SOURCE EXCERPT ▸
╭──

When I plan a scouting trip I have a rough itinerary planned out with a goal of seeing as much as possible to get the lay of the land and plan the best time to return for shots I want, knowing that I probably won't have the light I want most of the time. I try to be at key locations for sunrise/sunset but it doesn't always work out that way.
Based on recommendations from other photographers we entered Joshua Tree from the southeast at the Cottonwood Visitor Center. This area lies within the Colorado Desert, a part of the Sonoran Desert. With elevations below 3,000 feet it is warmer and drier than the Mojave Desert, characterized by Creosote shrubs, Ocotillo and patches of Cholla cactus. Most people won't find this area of the park as visually interesting as they will the northeastern part, which lies in the Mojave Desert. You won't see any Joshua Trees here in the Sonoran Desert. There are some points of interest near Cottonwood but after hearing about the lack of campsites we decided that finding a place to set up base camp needed to be a priority so we started heading out in the direction of White Tank. Once you pass the Cottonwood Visitor Center (where it's worth the $12 to pick up the two-sided waterproof topo map for the park if you plan to do any real exploring) you have the Hexie Mountains on your left and the flat Pinto Basin on your right...and desert scrub for many many miles.

╰──

DATA FOR THE TASK ▸
╭──

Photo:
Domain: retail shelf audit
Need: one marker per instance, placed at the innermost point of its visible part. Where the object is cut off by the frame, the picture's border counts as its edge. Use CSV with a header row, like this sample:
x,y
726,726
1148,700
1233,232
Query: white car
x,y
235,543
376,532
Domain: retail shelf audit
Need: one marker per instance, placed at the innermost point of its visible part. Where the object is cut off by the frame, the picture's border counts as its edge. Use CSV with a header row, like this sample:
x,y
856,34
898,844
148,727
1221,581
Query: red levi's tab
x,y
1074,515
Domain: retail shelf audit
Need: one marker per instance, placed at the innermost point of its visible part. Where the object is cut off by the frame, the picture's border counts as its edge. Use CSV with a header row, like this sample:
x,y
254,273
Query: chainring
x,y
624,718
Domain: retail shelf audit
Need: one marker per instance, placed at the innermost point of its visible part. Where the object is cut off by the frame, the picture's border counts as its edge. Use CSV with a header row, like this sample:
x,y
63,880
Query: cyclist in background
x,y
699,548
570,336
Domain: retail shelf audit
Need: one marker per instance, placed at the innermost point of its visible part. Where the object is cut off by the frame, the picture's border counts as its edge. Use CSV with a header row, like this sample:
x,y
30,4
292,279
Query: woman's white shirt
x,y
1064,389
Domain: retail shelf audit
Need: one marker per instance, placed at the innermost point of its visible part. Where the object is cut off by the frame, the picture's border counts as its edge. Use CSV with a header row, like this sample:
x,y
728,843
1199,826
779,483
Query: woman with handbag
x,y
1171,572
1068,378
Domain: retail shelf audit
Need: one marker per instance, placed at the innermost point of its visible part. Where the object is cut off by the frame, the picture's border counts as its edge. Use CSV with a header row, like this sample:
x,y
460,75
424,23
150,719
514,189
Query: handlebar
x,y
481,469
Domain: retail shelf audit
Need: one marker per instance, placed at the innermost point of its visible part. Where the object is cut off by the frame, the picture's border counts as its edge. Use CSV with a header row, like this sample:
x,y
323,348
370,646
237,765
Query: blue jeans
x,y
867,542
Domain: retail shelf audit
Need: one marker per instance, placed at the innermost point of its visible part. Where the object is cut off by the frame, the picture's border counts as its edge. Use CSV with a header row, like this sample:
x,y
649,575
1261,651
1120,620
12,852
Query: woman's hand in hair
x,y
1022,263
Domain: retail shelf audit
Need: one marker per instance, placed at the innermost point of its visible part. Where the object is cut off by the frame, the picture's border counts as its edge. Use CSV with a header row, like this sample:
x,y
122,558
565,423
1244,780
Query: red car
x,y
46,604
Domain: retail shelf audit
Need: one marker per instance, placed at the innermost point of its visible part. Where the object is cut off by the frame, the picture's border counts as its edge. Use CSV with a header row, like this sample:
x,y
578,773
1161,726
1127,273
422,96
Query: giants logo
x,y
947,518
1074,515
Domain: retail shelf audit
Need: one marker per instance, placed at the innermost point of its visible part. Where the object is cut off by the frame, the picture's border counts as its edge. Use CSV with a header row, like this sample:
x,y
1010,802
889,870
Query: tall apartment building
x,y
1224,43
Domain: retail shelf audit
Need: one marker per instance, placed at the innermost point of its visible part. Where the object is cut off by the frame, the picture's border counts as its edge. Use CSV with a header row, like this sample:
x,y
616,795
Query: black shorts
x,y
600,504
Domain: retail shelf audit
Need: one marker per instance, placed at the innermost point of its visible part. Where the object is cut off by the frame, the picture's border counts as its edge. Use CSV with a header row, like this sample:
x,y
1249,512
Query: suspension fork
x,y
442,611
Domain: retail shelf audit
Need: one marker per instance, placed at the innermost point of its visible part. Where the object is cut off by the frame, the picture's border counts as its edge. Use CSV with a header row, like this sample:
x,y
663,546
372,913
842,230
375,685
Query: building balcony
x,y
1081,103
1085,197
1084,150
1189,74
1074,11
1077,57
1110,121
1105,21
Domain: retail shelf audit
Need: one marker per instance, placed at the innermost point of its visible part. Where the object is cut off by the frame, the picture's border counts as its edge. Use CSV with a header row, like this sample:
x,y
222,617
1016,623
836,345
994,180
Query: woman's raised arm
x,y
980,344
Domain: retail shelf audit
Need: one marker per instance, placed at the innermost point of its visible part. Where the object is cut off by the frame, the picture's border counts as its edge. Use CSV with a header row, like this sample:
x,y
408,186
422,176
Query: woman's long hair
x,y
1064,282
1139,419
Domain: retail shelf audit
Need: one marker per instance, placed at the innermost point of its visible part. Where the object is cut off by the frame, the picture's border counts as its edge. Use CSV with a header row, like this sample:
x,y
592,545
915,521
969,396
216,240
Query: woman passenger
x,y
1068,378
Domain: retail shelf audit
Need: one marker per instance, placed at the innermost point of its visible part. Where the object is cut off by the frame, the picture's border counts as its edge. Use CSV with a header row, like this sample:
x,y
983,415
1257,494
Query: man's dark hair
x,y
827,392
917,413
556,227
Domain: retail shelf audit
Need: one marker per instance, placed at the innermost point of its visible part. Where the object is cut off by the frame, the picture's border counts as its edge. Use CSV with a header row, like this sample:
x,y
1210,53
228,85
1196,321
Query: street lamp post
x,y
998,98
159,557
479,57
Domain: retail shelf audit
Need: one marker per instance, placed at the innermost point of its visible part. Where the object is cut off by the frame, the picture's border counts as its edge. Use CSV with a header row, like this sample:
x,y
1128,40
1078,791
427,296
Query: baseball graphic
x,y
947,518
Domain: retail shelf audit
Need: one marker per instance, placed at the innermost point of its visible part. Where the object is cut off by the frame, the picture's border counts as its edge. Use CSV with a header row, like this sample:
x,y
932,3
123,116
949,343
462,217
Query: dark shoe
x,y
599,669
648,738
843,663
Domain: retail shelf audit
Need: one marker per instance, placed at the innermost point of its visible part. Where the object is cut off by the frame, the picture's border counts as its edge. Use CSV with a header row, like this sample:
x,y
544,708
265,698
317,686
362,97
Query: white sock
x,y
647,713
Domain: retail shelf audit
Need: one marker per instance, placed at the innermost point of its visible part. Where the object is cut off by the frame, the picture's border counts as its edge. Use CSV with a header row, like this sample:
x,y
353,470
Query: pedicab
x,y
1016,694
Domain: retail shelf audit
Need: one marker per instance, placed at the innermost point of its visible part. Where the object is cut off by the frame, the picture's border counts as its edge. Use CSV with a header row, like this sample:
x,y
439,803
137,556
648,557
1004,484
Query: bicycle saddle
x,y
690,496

╰──

CHALLENGES ▸
1. Pick out every line of the listing that contains the string "white", treating uppercase and lowercase letters as different.
2. Write the next part of the Joshua Tree scouting account, starting right after its final sentence.
The Joshua Tree trip account and the listing were gathered from unrelated sources.

OUTPUTS FOR THE TASKS ▸
1.
Query: white car
Query: woman's white shirt
Query: white sock

2.
Along the way we noted the trailhead for Black Star Mine and Old Dale Road, saved for another day when we have time to explore this area and preferably some company.
I wanted to visit the Cholla Cactus Garden on the western rim of the Pinto Basin as early as possible since it was along the way, hearing that morning light is the best time to photograph here, but stopping to read the interpretive signs along the way put us a little off schedule. There is a .25 mile self-guided nature walk through the garden with brochures available at the trailhead.
There are several different type of cactus here but the most predominant is Cylindropuntia bigelovii, commonly called Jumping Cholla or Teddy Bear Cholla (pronounced choy-ya). Although it may look soft and fuzzy from a distance, the slightest touch against one of the sharp spines causes the segmented joint to latch on tightly, making it appear as if the cactus 'jumped' onto its victim. Needless to say, one needs to be very careful on this trail.
Then it was the scramble to find an open campsite. White Tank was my first choice but it only has 15 sites and was packed. Jumbo Rock was recommended by a park ranger. With 125 sites it is the largest campground in the park. After several circles around we finally found an available spot, set up camp and had some lunch. Both of these campgrounds are surrounded by fantastic granite rock formations which makes them a good choice for easily accessible sunset/sunrise photography locations and good choices for after dark light painting. Arch Rock Trail is in White Tank and Skull Rock Trail begins in Jumbo Rocks. I couldn't help but think that this formation directly across from our campsite looked like Yogi Bear sleeping on his side with his back turned to us -
Heading back out after some much needed food, the plan was to scope out Geology Tour Road and Barker Dam for the afternoon, then head over to Arch Rock before sunset.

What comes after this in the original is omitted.